--- Begin GIVEN PASSAGE ---

More to come regarding language games.

Simply put, heuristics are rules for governing how a formal system ought to move (where “move” is understood to mean “transition from one state to another according to valid transition rules.”) But for our purposes, we should understand heuristics to have a quality of being definable fully within the system itself. In other words, the heuristic “Control the center” would have been useless to Deep Blue if the idea of “control” and the idea of “center” were impossible to define syntactically. (Note: This should be reminiscent of our similar stipulation that winning conditions be definable within the system itself — an idea mentioned here.)

Furthermore, as we have already mentioned, heuristics that govern a formal system designed to play a game (like chess) can be understood to be much more context-independent than rules of the form, “Look up your position in an opening book and make the indicated move.” It is important to note, however, that context-dependence is not a binary quality — but rather a spectrum. Consider a simple game in which two players are competing to acquire the largest number of stones, which are initially residing in a central pile. The rules are that, on your turn, you may 1) take a stone from the central pile, or 2) put a stone back into the central pile. The best strategy in this (rather boring) game should be obvious: “On your turn, take a stone. Never put one back.”

Within this simple game, the winning heuristic can be considered context-free. It doesn’t matter how many stones are in the central pile, or how many stones your opponent has, or how many previous moves have been played — you always want to take one stone. This heuristic depends on no other game-related concerns.

In chess, most (if not all) rules are more dependent on context than in the previous example. Some rules are more context-dependent than others because they have their context built into them explicitly: i.e. “If your position looks like this (context), always play this move (transition).” But most of the truly interesting heuristics are more context-independent: like, “Control the center,” and “Don’t bring your queen out early.”

Ironically, the really tricky parts of stupefying a task involve trying to apply such more-or-less context-independent heuristics in their proper context. (We should certainly note that, “more-or-less context-independent heuristics” are a far cry from context-free heuristics.) When is it best to control the center? How early is too early with regard to bringing the queen out? Should one bring out one’s queen early if that leads to controlling the center? How does one decide between two context-independent heuristics? How does one decide just how context-independent a particular heuristic is? This will be the subject of the next post.

Note: This post is a further unpacking of a concept introduced in this post. That concept can be stated briefly as follows: Stupefication works, in part, via the distillation of context-dependent human knowledge into a database. But the computer makes use of such “knowledge” in ways that do not mirror human usages. And to draw a naive parallel between the way computers use databases and the way human beings use databases is to commit a fallacy which I see committed all too often by those who espouse the glories of Good Old Fashioned Artificial Intelligence.

Human beings use chess opening books like maps to a territory. We recognize an intrinsic connection between games of chess and strings of numbers and letters like

“1) e4 e5 2) Nf3 Nc6 3) Bb5”

--- End GIVEN PASSAGE ---

§ **TASKS**:
a: According to the passage on heuristics, what is the best strategy in the stone-collecting game?
b: Reproduce the part of the passage on heuristics starting with "Simply put, heuristics" and going on through "idea mentioned here.)".
The listing is separate material with no connection to the passage on heuristics.

--- Begin SOURCE MATERIAL ---

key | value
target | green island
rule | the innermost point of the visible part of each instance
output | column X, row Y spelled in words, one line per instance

--- End SOURCE MATERIAL ---

§ **SOLUTIONS IN ORDER**:
a: On your turn, take a stone and never put one back.

b:
Simply put, heuristics are rules for governing how a formal system ought to move (where “move” is understood to mean “transition from one state to another according to valid transition rules.”) But for our purposes, we should understand heuristics to have a quality of being definable fully within the system itself. In other words, the heuristic “Control the center” would have been useless to Deep Blue if the idea of “control” and the idea of “center” were impossible to define syntactically. (Note: This should be reminiscent of our similar stipulation that winning conditions be definable within the system itself — an idea mentioned here.)